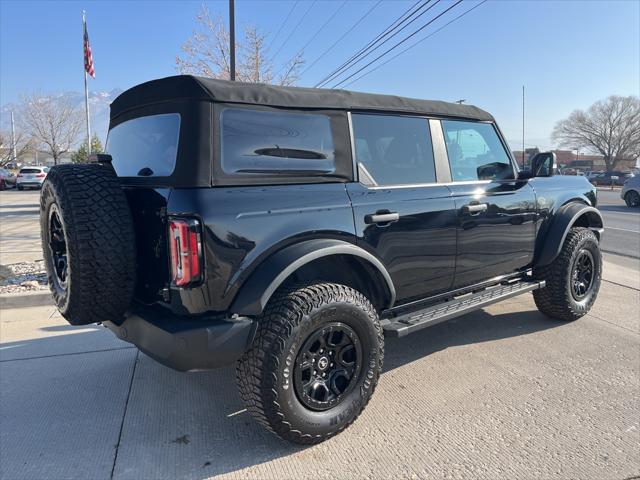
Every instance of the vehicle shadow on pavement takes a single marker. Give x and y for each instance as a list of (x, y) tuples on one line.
[(477, 327), (616, 208), (194, 425)]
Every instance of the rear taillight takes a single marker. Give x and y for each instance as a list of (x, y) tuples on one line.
[(186, 251)]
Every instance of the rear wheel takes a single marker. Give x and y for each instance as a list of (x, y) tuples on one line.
[(88, 243), (632, 198), (314, 363), (572, 279)]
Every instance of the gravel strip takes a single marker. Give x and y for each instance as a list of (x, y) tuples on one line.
[(24, 277)]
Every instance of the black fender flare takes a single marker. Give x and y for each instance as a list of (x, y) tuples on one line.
[(255, 293), (563, 220)]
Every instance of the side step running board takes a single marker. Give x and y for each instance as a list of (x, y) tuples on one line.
[(440, 312)]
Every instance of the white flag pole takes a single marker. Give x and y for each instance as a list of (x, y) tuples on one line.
[(86, 89)]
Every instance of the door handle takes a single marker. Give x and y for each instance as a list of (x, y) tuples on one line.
[(381, 218), (475, 208)]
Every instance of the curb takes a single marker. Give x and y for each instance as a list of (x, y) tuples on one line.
[(25, 299)]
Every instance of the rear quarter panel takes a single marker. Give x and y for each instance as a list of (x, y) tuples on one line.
[(243, 225)]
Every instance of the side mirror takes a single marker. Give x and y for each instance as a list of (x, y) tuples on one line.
[(544, 165), (100, 158)]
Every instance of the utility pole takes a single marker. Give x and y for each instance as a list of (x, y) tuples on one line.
[(85, 46), (13, 139), (523, 126), (232, 41)]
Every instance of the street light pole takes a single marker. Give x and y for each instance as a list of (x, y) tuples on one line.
[(232, 41), (13, 139)]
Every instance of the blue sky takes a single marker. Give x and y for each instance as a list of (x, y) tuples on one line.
[(568, 54)]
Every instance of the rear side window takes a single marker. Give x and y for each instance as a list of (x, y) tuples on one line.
[(276, 143), (475, 152), (393, 150), (145, 146)]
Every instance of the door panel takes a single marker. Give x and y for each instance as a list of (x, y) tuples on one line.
[(496, 229), (418, 248)]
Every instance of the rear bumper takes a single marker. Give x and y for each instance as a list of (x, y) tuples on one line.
[(186, 343)]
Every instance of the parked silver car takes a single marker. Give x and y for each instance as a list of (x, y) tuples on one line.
[(630, 192), (31, 177), (7, 179)]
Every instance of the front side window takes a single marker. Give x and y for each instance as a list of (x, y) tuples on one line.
[(145, 146), (475, 152), (276, 143), (393, 150)]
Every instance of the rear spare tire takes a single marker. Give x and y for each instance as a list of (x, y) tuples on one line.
[(88, 243)]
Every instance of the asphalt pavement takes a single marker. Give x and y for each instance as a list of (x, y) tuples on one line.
[(622, 225)]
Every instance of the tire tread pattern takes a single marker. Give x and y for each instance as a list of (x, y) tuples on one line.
[(100, 242), (555, 299), (256, 370)]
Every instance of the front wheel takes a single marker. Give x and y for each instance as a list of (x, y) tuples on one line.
[(314, 363), (632, 198), (572, 279)]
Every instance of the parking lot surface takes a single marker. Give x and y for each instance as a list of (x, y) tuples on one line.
[(503, 393)]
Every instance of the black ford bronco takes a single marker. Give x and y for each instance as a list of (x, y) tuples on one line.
[(288, 229)]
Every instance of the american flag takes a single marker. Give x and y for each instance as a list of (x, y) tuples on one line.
[(88, 58)]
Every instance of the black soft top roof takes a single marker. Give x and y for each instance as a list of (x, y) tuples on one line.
[(200, 88)]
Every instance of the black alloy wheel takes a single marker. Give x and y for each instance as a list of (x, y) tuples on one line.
[(328, 366), (582, 274), (314, 362), (58, 247), (572, 279)]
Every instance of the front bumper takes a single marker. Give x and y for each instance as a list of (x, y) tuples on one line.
[(186, 343)]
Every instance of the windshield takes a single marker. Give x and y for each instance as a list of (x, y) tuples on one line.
[(145, 146)]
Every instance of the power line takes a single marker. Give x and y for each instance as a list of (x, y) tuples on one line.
[(416, 43), (342, 36), (401, 19), (398, 44), (374, 48), (295, 28), (284, 22), (313, 37)]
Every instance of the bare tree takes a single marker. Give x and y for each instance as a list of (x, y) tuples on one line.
[(23, 144), (610, 127), (206, 53), (53, 123)]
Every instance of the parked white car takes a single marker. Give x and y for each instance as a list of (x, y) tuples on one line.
[(31, 177), (630, 192)]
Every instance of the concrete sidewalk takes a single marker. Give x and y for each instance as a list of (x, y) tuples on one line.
[(503, 393)]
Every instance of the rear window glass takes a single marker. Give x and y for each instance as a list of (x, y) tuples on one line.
[(265, 142), (145, 146)]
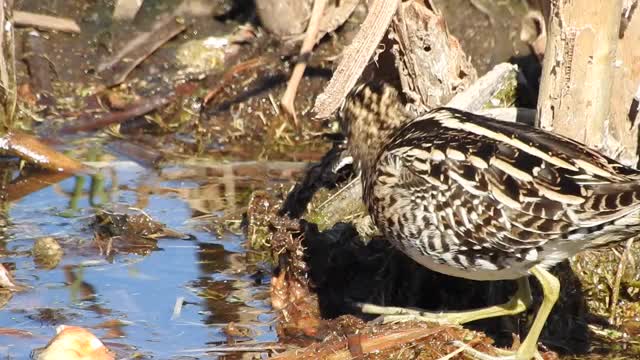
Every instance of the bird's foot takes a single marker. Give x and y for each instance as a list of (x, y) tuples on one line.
[(502, 354)]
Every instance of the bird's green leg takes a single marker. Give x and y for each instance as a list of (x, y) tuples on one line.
[(529, 348), (517, 304), (550, 291)]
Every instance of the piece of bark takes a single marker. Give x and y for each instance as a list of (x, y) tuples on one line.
[(45, 22), (115, 69), (35, 46), (432, 65), (126, 9), (355, 57), (288, 98), (284, 17), (576, 87)]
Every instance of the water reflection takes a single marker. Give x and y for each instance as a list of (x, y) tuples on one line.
[(129, 296)]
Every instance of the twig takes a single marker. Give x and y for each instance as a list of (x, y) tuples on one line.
[(142, 107), (288, 99), (115, 69), (126, 9), (23, 18), (35, 48), (238, 348), (230, 74), (355, 57)]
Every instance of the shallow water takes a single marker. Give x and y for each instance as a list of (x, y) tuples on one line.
[(128, 299)]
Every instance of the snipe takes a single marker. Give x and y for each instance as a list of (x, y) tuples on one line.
[(478, 198)]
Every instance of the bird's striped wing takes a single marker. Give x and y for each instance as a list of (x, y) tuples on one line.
[(509, 186)]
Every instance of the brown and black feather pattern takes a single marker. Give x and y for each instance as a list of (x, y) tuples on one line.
[(479, 198)]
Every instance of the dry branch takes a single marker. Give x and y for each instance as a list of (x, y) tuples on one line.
[(34, 151), (115, 69), (431, 64), (576, 88), (355, 57)]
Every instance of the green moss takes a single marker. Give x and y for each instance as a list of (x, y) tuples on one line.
[(506, 96)]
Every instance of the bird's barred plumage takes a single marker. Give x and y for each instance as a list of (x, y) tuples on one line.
[(479, 198)]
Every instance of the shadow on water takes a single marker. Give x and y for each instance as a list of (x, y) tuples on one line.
[(128, 298)]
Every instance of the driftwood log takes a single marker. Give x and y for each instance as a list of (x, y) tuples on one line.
[(590, 76)]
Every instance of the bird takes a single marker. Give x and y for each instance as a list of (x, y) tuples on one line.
[(483, 199)]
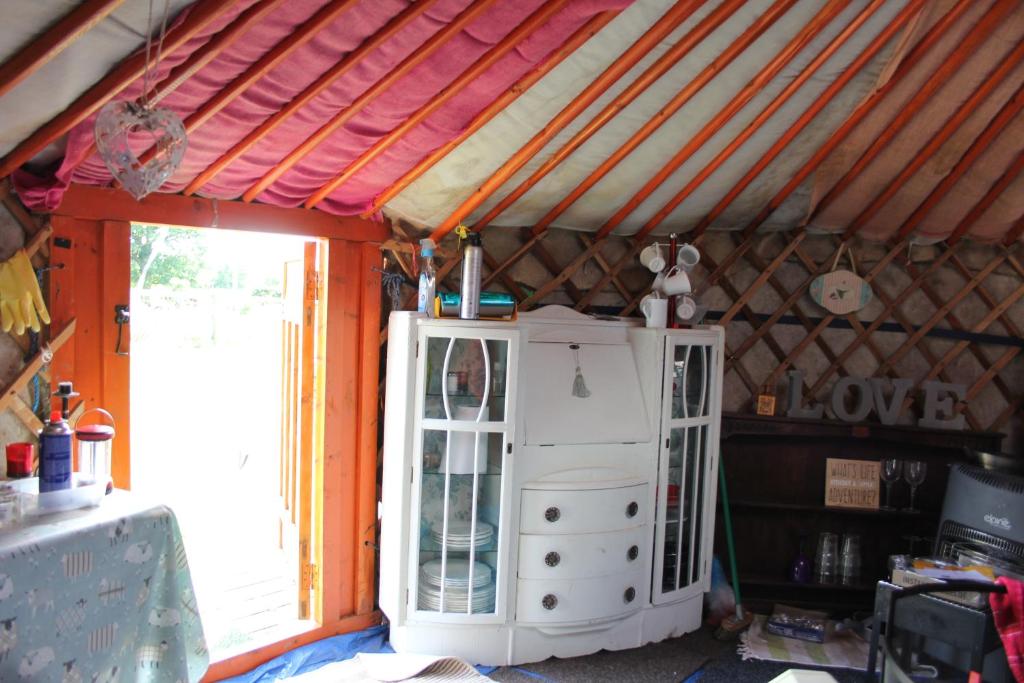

☆ ☆ ☆ ☆ ☆ ☆ ☆

Exercise:
Reproduce the material from the line with "Every instance of the parked silver" up to and including the line with "[(145, 146)]", replacing "soft top roof" with "canvas top" and changing nothing else.

Output for this exercise:
Every instance of the parked silver car takes a single marker. Give x and y for each instance as a list of (x, y) tuples on one line.
[(630, 192), (31, 177), (7, 179)]
Every instance of the front side window takes a single marker. Give x and y for each instance as a list of (x, y) tuples on one line.
[(145, 146), (475, 152), (276, 143), (393, 150)]
Every instance of the rear spare tire takes a single marker. Give x and y for each instance as a list of (x, y) tuples on one line.
[(88, 243)]
Every instance of the asphalt pavement takes a single marker. Give x and y for each instance as a list of (x, y) tuples on one line.
[(622, 225)]
Every instance of the tire tread pattern takes a single marker. Give x and y for each instance as a list of (x, y) tuples on one line.
[(100, 242), (555, 299), (256, 370)]
Every instance of the front wheel takes a single marker. Give x and y for each instance as a list of (x, y) tuples on one line.
[(314, 363), (632, 198), (572, 279)]
Every instance of the parking lot surface takes a single marker. Give x and y for each instance as a list of (x, y) tuples on one line.
[(503, 393)]
Every instance of the black ford bronco takes a single marker. Give x and y for each instance as a list of (x, y) tuples on one line.
[(288, 229)]
Every instance of the american flag takes a single marker. Give x and y for each instance as a list of (x, y) tuples on one line.
[(88, 58)]
Every instance of the black canvas top takes a single marker. Give x and y for each instance as a list of (x, y) tuples on one line.
[(200, 88)]
Every instance of the black alloy wheel takes a single marker. Give x and y for each instance as a list of (x, y) tuples on one line.
[(328, 366), (582, 274), (314, 362), (58, 247), (572, 279)]
Every instance of the front bumper takes a single marker. Give x and y for each instance as a list of (x, y) tuples on one line.
[(186, 343)]
Every instance of the windshield takes a single marker. Give x and y for each instance as a list of (x, y) tuples on one line.
[(145, 146)]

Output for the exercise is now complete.